▶ _WORK INSTRUCTION_: Output the line that contains "Note: mark the textured", then every line beneath it through the end of the records, exactly as given and with no other lines.

[Dataset items]

################

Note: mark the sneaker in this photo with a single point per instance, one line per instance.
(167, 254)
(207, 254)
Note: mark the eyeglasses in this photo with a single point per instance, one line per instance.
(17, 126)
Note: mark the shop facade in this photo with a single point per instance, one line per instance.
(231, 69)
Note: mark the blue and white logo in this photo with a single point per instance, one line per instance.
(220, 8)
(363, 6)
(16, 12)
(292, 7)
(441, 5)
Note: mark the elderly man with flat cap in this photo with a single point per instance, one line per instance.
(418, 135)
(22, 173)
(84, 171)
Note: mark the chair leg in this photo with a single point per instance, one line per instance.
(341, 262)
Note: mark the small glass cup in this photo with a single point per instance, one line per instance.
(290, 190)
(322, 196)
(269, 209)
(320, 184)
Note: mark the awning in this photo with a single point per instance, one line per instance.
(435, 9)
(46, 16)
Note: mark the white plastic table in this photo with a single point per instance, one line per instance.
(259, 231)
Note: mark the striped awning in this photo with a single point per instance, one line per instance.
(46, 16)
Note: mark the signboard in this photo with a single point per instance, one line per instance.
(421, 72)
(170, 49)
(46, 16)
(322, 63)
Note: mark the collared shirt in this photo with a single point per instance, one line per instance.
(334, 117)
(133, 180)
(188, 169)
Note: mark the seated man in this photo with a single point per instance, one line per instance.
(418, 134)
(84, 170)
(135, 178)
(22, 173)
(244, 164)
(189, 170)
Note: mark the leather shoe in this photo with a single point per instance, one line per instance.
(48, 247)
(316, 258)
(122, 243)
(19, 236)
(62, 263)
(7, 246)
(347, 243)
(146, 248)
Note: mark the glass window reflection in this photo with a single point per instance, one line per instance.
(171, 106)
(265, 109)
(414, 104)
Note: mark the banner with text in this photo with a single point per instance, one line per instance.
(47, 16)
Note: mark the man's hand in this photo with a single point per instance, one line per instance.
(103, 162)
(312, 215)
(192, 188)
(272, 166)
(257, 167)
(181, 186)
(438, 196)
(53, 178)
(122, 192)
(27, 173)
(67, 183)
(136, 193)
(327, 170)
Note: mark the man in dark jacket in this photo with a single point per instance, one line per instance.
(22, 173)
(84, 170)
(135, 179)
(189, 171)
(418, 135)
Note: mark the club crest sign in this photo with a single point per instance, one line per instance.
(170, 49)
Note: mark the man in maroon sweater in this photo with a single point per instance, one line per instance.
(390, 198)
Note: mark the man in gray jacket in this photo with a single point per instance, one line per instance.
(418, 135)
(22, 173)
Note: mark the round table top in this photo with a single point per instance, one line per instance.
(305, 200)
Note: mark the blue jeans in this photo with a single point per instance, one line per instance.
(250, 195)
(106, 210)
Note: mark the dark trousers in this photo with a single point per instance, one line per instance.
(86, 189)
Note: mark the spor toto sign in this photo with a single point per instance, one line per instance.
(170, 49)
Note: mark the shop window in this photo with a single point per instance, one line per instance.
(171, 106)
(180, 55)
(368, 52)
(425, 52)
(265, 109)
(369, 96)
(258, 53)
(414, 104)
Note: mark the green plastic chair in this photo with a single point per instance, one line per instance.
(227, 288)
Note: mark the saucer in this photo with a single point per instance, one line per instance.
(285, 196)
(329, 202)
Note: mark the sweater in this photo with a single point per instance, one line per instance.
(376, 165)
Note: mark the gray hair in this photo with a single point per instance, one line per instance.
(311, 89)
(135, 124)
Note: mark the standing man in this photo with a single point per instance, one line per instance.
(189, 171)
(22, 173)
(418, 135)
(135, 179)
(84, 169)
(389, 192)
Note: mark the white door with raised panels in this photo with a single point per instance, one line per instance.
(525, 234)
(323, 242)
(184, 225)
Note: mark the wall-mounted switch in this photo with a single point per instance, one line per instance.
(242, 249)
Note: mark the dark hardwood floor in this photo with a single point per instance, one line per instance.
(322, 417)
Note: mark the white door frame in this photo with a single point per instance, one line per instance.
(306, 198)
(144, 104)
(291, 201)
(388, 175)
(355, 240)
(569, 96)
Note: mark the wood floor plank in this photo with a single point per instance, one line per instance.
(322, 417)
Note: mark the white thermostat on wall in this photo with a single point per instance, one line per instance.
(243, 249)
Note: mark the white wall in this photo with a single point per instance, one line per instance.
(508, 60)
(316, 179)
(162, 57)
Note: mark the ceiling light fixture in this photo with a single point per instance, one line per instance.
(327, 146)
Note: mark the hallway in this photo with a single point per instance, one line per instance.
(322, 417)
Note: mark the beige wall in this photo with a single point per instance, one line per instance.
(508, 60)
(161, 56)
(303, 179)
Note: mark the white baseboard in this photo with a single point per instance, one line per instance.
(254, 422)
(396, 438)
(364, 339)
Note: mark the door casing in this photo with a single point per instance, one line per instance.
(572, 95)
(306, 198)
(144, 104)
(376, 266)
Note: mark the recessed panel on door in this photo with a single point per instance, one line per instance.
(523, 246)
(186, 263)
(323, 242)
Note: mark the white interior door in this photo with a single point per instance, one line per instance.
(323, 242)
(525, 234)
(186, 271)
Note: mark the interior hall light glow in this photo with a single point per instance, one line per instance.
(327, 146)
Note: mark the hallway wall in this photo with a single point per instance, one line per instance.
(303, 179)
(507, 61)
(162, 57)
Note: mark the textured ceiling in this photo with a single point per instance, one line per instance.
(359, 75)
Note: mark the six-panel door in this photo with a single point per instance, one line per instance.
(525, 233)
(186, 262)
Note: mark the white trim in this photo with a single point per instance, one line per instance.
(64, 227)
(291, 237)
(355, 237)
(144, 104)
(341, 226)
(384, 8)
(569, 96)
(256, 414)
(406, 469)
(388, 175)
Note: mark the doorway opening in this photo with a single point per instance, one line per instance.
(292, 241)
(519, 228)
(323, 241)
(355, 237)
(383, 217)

################

▶ _ANSWER TO THIS TASK_:
Note: mark the textured ceiling in this photo with a single point per instance, one line per instance.
(359, 75)
Note: mark the six-panel door in this photo with a single point per instance, one line per instance.
(525, 233)
(186, 262)
Note: mark the white trim in this photo with a single point per instance, one line per instance.
(64, 227)
(291, 237)
(355, 237)
(144, 104)
(341, 226)
(384, 8)
(569, 96)
(256, 414)
(406, 469)
(388, 175)
Note: mark the doorway opening in this photo with a single point per instance, one line per instance.
(292, 241)
(519, 228)
(323, 241)
(355, 237)
(383, 217)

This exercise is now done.